### Set problem
Reproduce every line from the one containing "Point to the red" through the end of the entries, both ends included and requests kept, adding -93 to each coordinate value in the answers.

Point annotation entries:

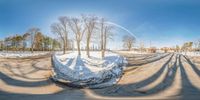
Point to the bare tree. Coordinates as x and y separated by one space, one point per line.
128 41
32 32
90 24
61 29
105 32
78 29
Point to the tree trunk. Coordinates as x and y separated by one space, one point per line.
88 47
78 47
102 51
64 46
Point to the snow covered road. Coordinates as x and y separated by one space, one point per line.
172 76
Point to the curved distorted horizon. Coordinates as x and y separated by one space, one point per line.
99 49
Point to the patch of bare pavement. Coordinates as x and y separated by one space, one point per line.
148 76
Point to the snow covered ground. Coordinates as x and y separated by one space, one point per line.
93 72
191 53
20 54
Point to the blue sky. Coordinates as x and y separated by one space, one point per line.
163 22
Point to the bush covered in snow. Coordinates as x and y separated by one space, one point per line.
93 72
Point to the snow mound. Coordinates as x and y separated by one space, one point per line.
20 54
92 72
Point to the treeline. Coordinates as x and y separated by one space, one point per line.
32 41
85 29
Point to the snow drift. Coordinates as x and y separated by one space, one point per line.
92 72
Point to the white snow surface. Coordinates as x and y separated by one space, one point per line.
20 54
191 53
90 71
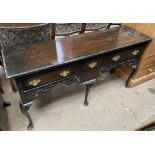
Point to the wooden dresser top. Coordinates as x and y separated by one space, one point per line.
21 60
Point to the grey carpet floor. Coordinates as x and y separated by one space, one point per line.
112 107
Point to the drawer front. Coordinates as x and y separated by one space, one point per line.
91 64
145 71
45 77
124 54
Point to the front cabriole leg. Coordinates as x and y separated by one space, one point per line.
88 85
24 108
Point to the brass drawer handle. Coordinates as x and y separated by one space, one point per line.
65 73
135 52
116 58
34 82
92 65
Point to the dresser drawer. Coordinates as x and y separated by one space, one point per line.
91 64
124 54
45 77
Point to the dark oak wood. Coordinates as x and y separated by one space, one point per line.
40 66
48 54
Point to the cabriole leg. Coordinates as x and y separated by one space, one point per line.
88 85
130 77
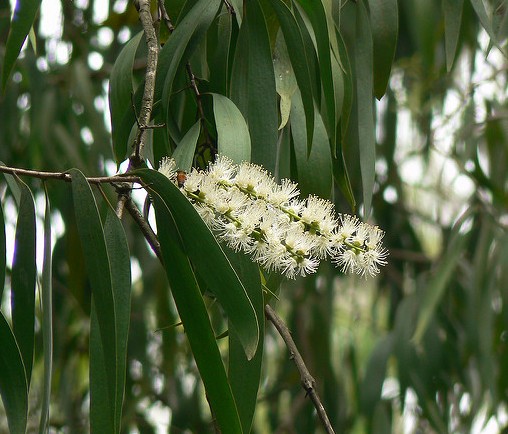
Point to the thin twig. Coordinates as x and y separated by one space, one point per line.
147 231
308 382
65 176
145 16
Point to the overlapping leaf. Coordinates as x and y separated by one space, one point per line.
190 304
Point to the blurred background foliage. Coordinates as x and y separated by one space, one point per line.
422 348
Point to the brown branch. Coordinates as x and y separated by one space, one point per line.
308 382
65 176
145 16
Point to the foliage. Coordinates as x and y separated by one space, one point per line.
290 86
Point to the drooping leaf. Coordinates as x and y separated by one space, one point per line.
180 46
47 319
184 152
384 23
365 105
245 375
24 275
437 285
253 86
13 385
118 252
120 95
317 16
233 139
98 268
192 310
453 16
21 23
2 254
375 373
209 259
285 80
299 61
314 170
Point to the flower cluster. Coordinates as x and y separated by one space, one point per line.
250 211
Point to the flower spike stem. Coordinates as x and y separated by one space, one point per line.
308 382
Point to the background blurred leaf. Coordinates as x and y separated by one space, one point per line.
13 385
47 318
384 23
21 23
184 152
97 263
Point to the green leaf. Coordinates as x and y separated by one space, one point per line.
24 275
184 152
47 319
102 413
2 254
97 264
314 170
180 46
22 21
452 10
209 259
119 256
317 16
384 23
299 61
233 139
375 375
365 104
245 375
437 285
120 95
253 86
191 307
285 80
13 385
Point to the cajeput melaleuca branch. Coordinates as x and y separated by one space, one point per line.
248 210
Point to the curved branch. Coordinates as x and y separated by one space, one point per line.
145 16
307 380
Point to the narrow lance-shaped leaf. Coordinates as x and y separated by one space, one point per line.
244 375
118 252
13 385
209 260
22 21
194 316
233 139
47 319
317 16
299 61
184 152
314 171
24 278
437 286
366 127
120 95
2 254
453 16
97 263
384 21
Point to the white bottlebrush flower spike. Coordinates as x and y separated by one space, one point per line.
249 211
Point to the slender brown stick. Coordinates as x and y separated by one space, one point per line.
64 176
145 16
308 382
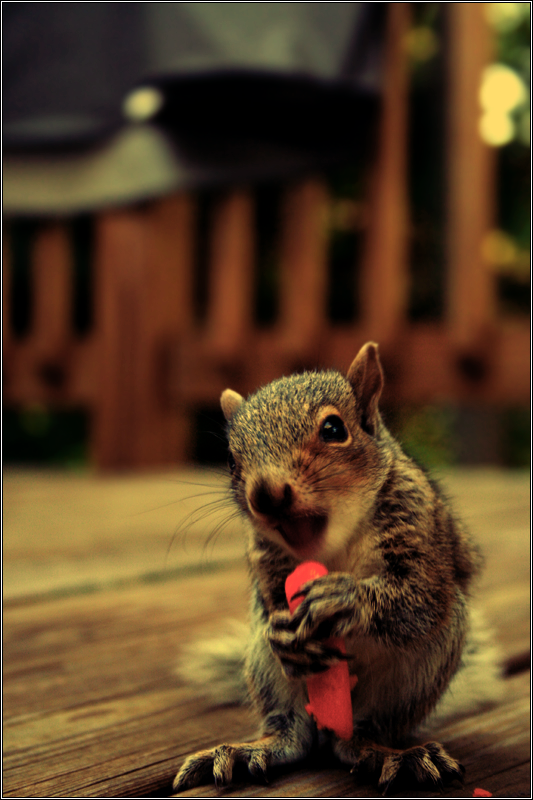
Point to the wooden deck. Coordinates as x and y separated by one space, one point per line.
106 578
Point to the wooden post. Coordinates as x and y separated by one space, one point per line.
303 264
6 291
51 328
231 276
470 289
167 316
143 301
384 279
119 254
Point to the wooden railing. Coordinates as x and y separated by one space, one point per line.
148 362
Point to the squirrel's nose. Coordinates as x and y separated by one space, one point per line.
271 500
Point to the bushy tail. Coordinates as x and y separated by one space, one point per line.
215 666
479 681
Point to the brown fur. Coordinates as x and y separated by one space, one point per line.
319 476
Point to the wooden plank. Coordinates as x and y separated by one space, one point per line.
303 268
93 707
52 270
471 191
231 276
422 369
72 533
383 283
6 291
164 435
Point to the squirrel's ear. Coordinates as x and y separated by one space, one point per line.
366 376
230 402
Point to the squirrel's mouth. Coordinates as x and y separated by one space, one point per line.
302 532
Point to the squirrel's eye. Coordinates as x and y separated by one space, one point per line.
333 429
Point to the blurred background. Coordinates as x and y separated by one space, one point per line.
202 195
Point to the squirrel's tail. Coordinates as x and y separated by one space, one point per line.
215 665
479 681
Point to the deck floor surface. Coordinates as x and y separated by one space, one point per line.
106 579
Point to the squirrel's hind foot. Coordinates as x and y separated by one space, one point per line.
428 765
219 765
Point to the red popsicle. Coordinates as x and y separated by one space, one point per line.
330 701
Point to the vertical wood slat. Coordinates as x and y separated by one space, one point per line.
52 270
6 291
167 314
384 281
470 285
119 255
231 275
303 265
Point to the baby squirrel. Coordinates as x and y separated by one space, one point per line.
320 477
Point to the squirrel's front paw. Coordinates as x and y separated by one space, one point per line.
299 658
328 607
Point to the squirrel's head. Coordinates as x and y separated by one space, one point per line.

### Correct response
Point to the red popsicle. Coordinates as x and y separated by one space, one point per line.
237 608
Point to the vertical wood slat. Coordinates as x and y separated by one space, one point per line.
-41 177
-87 198
74 221
291 188
377 192
26 162
138 182
210 172
Point to the baby squirrel. Coordinates as x and y separated by one space, one point per line.
227 384
Point to the squirrel's front paw. Coordinates as x and y separated by one space, one point per line.
206 565
235 514
Point to the squirrel's head. Coordinates as x and y separated by one space, one point per line.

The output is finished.